Profesor es quien enseña y maestro del que se aprende. Hay varias, y sutiles, pero muy importantes diferencias. El profesor recibe un estipendio por mostrar sus conocimientos a sus alumnos, que son quienes le pagan; no tiene exacto control de lo que aprenden y por ello les examina. El maestro elige a sus discípulos y por ello, en cierto modo, le pertenecen. Al discípulo se le cambia, se le orienta en lo que se puede, se le moldea y, cuando está preparado, se le deja libre y se le exige. Para siempre.
Don Antonio fue profesor y maestro toda su vida. Y él elegía a quien quería que le siguiera, sin decirle a dónde, para qué, ni hasta cuándo. Te cogía en sus manos y apretaba, a veces con una presión que nos parecía insoportable -para algunos lo fue- hasta que un día, sin saber por qué, te entregabas. Tu vida, el camino que creías haber escogido cambiaba, y te encontrabas a su lado. Y al poco tiempo te dabas cuenta que sólo era el comienzo. Que había algo más allá. Con Don Antonio siempre esperaba una conversación pendiente. Todavía la hay.

________________

**Tarea 1**
Responde estas preguntas sobre el fragmento:
(a) ¿Quiénes le pagan al profesor?
(b) ¿Qué hace el profesor por no tener exacto control de lo que aprenden sus alumnos?
(c) ¿Qué fue Don Antonio toda su vida?
**Tarea 2**
Por favor, copia el fragmento entre "Profesor es quien" y "exige. Para siempre.", ambos incluidos, y sustituye "estipendio" por "sueldo".
**Tarea 3**
Indica si cada afirmación concuerda con el fragmento y cita las palabras que lo deciden:
(a) El maestro elige a sus discípulos.
(b) Don Antonio decía a quienes elegía a dónde los llevaba.
(c) La conversación pendiente con Don Antonio ya no existe.

**Datos registrados**
________________

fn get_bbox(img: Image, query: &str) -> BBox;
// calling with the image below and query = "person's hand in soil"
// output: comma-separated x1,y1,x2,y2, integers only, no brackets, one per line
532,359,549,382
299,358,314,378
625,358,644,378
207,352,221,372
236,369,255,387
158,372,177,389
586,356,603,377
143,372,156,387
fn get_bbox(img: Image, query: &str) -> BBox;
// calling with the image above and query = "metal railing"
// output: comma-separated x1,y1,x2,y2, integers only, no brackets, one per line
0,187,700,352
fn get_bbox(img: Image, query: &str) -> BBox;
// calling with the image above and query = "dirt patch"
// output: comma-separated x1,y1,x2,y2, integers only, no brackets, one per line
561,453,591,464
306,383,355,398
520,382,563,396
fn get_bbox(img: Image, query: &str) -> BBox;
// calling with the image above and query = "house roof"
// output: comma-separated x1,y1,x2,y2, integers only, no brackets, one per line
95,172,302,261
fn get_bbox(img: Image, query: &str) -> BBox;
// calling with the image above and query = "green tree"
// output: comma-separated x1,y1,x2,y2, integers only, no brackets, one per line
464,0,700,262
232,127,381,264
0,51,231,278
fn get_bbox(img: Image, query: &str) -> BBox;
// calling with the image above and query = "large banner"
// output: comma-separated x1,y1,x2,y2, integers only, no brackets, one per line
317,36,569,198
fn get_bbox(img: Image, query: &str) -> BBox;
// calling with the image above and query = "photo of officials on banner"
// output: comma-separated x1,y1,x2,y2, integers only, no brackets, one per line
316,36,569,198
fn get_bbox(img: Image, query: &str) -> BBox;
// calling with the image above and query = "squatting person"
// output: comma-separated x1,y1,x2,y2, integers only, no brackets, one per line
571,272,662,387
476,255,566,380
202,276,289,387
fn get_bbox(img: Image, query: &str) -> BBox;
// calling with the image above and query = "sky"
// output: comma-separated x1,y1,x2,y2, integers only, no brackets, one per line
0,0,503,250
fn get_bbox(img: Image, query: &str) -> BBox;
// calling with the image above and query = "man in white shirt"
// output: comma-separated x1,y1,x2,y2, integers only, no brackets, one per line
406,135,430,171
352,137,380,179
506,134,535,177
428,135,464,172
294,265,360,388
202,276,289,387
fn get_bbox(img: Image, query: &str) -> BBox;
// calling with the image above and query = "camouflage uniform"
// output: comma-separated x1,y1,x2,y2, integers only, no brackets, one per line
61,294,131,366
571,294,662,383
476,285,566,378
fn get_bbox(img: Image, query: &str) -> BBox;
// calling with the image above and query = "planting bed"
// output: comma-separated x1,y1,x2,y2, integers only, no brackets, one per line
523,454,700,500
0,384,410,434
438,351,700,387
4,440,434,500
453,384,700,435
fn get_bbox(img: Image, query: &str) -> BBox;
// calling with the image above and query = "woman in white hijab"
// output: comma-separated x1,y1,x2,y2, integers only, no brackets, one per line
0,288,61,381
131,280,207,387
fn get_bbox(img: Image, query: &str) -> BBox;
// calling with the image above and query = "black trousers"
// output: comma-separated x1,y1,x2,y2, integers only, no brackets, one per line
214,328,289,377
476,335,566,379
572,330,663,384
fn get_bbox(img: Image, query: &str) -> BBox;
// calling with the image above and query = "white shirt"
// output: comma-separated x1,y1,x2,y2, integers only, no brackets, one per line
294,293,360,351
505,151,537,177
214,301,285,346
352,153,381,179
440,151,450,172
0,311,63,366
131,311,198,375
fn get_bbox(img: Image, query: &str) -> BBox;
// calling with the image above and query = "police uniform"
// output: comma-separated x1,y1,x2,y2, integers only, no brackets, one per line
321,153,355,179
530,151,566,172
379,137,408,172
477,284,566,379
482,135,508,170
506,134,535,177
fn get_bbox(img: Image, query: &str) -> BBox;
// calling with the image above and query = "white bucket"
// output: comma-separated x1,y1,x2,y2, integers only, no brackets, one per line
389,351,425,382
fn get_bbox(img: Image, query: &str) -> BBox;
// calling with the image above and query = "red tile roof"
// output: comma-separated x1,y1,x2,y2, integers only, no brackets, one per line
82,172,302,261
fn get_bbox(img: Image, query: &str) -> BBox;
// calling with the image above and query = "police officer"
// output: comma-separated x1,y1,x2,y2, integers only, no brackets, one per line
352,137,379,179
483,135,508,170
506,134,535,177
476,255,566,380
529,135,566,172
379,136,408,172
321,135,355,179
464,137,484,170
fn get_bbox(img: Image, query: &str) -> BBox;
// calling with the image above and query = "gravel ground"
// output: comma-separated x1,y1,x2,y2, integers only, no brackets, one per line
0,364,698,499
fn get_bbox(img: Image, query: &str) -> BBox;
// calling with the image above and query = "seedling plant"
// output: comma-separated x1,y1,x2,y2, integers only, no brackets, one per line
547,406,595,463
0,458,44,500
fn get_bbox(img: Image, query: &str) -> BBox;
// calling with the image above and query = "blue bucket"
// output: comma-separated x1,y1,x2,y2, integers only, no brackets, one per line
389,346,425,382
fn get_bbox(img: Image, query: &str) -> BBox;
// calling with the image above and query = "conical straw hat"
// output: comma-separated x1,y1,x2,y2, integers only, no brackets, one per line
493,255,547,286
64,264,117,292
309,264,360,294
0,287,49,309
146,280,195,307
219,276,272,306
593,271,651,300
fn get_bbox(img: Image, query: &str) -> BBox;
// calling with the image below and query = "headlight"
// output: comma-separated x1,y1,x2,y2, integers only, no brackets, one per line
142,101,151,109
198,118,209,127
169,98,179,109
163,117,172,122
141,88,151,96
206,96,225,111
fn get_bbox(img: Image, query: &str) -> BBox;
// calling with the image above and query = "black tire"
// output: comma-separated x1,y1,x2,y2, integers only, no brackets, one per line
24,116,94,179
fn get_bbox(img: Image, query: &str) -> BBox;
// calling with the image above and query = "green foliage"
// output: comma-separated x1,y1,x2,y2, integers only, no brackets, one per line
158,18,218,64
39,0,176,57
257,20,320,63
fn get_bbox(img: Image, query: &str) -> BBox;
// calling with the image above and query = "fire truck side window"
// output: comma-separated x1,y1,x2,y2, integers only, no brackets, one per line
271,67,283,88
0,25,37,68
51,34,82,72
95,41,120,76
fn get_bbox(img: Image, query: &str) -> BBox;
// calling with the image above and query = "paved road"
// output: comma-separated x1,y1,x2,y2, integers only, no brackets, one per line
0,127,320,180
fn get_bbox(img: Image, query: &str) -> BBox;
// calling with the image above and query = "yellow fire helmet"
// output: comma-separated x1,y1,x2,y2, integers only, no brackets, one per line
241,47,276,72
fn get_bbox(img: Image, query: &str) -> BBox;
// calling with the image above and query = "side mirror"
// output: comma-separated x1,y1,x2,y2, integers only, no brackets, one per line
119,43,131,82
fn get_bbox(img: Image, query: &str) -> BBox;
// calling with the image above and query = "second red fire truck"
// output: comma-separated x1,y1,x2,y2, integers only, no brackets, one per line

________________

**Respuesta 1**
(a) Sus alumnos.
(b) Los examina.
(c) Profesor y maestro.

**Respuesta 2**
Profesor es quien enseña y maestro del que se aprende. Hay varias, y sutiles, pero muy importantes diferencias. El profesor recibe un sueldo por mostrar sus conocimientos a sus alumnos, que son quienes le pagan; no tiene exacto control de lo que aprenden y por ello les examina. El maestro elige a sus discípulos y por ello, en cierto modo, le pertenecen. Al discípulo se le cambia, se le orienta en lo que se puede, se le moldea y, cuando está preparado, se le deja libre y se le exige. Para siempre.

**Respuesta 3**
(a) Sí: "El maestro elige a sus discípulos".
(b) No: "sin decirle a dónde, para qué, ni hasta cuándo".
(c) No: "Todavía la hay."